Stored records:
=== Section Start ===

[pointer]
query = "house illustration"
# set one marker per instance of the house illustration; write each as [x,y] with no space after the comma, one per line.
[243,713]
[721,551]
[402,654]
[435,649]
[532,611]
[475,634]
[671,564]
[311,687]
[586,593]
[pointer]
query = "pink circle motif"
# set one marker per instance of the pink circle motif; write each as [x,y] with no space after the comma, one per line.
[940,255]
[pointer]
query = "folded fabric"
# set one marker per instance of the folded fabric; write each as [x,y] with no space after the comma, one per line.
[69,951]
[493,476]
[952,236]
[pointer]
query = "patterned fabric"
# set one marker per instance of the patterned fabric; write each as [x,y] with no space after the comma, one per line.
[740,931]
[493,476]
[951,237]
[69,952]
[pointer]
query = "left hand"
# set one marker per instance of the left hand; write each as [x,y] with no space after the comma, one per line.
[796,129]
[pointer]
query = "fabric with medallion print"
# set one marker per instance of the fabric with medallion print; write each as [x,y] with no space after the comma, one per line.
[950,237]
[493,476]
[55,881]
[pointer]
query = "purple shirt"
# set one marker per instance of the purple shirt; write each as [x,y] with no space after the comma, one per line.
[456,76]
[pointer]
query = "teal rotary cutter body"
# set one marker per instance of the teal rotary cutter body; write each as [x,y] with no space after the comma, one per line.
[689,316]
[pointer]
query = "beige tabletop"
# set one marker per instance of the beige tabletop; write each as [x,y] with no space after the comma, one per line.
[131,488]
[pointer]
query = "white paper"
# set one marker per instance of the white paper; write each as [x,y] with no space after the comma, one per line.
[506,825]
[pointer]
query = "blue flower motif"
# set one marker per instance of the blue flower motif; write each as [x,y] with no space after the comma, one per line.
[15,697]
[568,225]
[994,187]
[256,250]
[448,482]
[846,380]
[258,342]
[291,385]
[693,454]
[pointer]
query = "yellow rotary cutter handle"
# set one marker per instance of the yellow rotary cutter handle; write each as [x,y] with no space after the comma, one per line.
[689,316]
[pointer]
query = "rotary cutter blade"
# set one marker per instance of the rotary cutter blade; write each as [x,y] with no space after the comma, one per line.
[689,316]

=== Section End ===

> **PROBLEM TO SOLVE**
Take the line with "# set one marker per instance of the blue" and every line after it in the data, and please reproduce them exactly, leaving out all other lines.

> **ANSWER TO THIS TASK**
# set one marker per instance of the blue flower motif; write each as [x,y] with no space after the comma, one per line.
[15,697]
[568,225]
[994,187]
[256,250]
[448,482]
[846,380]
[258,342]
[291,385]
[693,454]
[pointer]
query = "yellow rotary cutter handle"
# set one marker per instance of the yellow rotary cutter handle; write each as [x,y] with no space after the comma, one per line.
[689,316]
[pointer]
query = "rotary cutter blade"
# set one marker per instance of the rotary cutter blade; write each as [x,y] with no space after the comma, one per line.
[689,316]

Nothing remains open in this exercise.